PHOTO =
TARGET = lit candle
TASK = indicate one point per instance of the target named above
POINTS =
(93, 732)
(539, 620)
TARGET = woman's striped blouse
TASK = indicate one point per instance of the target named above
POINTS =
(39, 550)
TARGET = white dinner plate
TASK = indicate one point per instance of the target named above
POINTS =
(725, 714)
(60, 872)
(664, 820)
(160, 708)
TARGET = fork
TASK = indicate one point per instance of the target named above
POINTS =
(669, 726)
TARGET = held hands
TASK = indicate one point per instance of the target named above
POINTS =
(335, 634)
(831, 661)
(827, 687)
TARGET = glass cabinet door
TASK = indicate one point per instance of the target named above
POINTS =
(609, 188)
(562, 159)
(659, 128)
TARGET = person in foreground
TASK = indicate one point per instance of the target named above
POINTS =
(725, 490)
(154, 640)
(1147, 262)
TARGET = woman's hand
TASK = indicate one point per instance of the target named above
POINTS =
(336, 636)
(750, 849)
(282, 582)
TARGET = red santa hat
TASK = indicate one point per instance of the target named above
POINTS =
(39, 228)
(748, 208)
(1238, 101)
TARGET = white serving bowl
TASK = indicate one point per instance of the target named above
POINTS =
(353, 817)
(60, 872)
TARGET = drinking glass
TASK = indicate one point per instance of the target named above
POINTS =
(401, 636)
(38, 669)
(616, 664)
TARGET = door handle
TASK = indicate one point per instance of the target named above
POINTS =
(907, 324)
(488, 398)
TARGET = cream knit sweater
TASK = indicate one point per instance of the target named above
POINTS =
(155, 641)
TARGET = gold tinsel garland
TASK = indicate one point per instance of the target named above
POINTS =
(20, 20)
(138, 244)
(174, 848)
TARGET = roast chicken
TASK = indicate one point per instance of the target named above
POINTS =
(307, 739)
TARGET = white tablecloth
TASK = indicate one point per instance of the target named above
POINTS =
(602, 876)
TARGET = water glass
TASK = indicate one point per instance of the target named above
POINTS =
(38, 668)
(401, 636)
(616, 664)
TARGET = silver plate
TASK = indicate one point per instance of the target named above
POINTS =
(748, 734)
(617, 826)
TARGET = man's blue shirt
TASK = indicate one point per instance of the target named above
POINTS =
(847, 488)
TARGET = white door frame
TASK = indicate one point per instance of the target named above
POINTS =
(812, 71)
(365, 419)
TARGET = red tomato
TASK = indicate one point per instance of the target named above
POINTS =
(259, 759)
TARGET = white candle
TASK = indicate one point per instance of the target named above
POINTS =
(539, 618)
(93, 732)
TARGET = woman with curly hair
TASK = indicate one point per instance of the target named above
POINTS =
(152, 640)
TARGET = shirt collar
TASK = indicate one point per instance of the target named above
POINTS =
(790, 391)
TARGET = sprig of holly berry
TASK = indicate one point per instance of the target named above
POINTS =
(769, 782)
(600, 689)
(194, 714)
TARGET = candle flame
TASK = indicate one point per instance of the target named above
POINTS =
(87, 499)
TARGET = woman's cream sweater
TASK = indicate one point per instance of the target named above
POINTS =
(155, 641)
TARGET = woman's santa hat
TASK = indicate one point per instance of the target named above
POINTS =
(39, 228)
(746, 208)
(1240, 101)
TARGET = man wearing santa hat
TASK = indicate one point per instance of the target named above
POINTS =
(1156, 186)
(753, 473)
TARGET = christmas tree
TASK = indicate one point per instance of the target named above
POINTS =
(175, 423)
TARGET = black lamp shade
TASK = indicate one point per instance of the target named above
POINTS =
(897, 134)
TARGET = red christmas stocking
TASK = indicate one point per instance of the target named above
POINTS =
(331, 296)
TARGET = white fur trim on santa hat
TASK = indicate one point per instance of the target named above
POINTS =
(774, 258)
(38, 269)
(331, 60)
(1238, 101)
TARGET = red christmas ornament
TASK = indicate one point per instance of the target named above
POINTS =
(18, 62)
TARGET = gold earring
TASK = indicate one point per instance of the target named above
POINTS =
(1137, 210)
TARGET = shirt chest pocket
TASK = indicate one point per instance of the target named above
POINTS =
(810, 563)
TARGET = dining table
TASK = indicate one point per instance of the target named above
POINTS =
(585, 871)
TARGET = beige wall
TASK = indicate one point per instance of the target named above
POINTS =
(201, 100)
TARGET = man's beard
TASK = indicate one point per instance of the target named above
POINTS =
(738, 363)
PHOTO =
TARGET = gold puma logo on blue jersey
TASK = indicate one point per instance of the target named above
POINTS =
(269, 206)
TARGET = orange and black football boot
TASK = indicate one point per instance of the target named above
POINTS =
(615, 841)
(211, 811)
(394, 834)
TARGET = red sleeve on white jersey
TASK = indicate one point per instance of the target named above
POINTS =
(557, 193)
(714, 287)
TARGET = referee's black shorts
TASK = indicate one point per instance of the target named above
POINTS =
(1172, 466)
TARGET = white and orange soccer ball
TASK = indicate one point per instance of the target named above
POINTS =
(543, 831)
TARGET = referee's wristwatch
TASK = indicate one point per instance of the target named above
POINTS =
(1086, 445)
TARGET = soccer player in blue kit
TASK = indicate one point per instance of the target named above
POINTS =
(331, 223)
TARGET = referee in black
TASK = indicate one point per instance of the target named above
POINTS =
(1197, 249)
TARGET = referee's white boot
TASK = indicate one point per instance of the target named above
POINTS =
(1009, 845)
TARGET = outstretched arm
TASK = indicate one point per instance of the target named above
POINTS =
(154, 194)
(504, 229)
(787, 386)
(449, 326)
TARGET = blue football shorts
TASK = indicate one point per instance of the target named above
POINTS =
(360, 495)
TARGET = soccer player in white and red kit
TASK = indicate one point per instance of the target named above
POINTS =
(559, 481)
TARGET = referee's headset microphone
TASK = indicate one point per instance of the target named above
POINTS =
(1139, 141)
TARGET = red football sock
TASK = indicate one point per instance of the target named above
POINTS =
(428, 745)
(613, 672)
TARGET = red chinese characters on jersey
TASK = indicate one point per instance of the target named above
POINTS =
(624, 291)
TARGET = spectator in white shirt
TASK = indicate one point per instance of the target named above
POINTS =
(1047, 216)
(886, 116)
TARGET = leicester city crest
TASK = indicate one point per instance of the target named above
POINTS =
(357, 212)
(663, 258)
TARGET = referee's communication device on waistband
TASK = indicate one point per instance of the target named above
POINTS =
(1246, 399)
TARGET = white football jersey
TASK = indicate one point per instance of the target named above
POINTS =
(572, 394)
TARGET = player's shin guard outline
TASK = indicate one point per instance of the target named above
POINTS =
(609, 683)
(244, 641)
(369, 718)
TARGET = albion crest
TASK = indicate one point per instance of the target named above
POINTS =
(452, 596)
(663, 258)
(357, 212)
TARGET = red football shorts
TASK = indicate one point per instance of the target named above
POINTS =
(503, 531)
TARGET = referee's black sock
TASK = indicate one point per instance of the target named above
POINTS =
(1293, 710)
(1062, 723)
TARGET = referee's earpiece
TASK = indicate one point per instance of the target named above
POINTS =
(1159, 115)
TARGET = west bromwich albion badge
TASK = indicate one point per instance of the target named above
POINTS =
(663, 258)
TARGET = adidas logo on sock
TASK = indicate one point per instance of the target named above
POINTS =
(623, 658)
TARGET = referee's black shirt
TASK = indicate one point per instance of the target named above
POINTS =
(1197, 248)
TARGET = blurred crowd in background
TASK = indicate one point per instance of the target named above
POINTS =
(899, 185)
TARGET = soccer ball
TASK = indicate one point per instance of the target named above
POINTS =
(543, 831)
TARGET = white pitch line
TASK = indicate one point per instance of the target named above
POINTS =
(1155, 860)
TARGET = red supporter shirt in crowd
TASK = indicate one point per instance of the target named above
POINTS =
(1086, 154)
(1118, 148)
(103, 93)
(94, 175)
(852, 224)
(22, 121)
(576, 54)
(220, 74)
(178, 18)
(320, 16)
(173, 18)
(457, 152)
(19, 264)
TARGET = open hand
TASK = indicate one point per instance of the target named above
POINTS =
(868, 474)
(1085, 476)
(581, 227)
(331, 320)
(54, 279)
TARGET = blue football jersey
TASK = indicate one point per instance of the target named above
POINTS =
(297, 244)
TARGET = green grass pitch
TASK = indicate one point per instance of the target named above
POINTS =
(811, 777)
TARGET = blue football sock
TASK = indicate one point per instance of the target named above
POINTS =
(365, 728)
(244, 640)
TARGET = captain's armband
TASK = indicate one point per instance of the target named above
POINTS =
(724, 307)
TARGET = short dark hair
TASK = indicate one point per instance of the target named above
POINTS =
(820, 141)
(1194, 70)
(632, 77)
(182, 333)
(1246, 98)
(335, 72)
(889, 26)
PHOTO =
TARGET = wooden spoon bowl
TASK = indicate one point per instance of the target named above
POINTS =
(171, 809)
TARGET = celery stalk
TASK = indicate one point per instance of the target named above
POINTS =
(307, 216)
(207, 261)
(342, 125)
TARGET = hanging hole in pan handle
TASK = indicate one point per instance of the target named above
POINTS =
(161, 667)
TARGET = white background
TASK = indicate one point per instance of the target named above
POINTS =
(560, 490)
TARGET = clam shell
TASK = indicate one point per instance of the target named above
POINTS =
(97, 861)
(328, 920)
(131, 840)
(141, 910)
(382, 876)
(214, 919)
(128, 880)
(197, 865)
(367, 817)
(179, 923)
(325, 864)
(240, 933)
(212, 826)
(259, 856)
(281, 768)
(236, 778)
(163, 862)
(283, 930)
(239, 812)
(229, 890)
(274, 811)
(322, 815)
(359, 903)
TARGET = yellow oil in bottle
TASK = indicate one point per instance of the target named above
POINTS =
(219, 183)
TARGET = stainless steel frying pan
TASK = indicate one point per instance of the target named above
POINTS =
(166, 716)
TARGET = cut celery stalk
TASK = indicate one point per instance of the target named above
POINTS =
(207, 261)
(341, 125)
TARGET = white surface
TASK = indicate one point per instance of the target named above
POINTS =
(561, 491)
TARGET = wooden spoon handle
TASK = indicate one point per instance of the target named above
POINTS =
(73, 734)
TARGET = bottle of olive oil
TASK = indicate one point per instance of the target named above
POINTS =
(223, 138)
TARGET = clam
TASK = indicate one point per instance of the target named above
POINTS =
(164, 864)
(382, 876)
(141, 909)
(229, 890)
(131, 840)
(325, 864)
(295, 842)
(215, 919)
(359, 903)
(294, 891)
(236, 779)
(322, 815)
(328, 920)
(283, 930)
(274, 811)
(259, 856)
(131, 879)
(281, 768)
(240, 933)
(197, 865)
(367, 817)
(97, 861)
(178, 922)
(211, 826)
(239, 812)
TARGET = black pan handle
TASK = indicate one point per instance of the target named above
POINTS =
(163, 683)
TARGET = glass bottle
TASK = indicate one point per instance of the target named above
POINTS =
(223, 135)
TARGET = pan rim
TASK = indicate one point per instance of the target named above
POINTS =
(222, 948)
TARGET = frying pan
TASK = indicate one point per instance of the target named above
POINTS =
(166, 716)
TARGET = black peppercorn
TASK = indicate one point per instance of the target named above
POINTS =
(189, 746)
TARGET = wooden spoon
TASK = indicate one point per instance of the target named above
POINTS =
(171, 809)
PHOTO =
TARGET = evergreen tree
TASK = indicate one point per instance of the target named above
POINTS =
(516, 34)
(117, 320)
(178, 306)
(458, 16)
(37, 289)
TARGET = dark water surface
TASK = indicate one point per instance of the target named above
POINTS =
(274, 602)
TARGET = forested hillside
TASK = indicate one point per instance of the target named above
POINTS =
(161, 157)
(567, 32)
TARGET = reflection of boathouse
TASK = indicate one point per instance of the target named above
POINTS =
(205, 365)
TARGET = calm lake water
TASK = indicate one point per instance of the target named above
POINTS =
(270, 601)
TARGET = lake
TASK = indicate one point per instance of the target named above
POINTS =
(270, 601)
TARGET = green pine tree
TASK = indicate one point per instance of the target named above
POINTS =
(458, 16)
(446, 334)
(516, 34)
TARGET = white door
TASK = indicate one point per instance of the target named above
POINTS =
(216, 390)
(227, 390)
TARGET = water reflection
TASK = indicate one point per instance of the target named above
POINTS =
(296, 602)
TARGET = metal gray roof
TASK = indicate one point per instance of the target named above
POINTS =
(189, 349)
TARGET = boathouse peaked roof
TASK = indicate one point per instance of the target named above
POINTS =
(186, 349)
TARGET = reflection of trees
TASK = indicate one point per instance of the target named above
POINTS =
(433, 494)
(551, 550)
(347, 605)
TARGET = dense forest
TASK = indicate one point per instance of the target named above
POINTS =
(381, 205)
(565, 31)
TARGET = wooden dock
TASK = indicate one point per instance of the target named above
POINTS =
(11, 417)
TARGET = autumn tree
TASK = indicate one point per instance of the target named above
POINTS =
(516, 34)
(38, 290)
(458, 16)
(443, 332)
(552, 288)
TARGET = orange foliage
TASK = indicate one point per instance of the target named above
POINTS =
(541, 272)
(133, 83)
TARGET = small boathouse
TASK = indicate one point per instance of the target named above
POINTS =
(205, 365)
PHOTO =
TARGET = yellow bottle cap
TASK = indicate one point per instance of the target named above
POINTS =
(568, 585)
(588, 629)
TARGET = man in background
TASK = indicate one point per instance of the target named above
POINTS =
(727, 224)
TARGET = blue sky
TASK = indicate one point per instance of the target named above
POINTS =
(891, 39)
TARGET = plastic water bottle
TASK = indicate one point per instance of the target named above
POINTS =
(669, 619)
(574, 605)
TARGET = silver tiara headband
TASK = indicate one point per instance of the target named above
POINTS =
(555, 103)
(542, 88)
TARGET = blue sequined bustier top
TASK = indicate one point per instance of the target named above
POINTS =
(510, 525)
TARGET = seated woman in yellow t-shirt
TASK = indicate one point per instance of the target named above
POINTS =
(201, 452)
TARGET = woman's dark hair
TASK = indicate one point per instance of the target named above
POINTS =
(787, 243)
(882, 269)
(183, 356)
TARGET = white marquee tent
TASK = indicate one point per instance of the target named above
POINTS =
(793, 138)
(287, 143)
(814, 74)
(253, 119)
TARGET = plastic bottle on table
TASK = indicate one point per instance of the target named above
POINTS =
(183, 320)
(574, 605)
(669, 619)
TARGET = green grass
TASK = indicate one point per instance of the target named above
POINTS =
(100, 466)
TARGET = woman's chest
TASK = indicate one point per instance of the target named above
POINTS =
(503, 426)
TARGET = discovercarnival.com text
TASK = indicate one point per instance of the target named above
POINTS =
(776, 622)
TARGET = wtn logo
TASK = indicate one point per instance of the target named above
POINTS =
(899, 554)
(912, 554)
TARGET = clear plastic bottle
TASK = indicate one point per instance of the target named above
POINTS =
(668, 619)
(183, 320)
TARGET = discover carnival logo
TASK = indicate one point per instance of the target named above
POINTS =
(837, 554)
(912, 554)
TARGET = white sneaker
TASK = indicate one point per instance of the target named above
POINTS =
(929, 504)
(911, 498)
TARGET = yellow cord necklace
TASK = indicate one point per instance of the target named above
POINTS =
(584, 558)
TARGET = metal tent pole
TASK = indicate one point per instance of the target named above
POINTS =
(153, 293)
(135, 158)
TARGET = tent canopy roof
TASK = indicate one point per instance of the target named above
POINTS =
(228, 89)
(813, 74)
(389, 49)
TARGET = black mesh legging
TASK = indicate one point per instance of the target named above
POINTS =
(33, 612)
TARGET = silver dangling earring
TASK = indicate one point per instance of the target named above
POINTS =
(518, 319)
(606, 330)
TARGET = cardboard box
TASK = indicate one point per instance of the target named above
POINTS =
************
Repeat everything in the records from the line that contains "TARGET = soccer player in blue kit" down to the line that contains "(1197, 249)", with both of those lines included.

TARGET = soccer player in blue kit
TASK = indicate one point per instance of the target named above
POINTS =
(331, 223)
TARGET = referee in black
TASK = indicate one point per instance of the target named above
POINTS =
(1197, 249)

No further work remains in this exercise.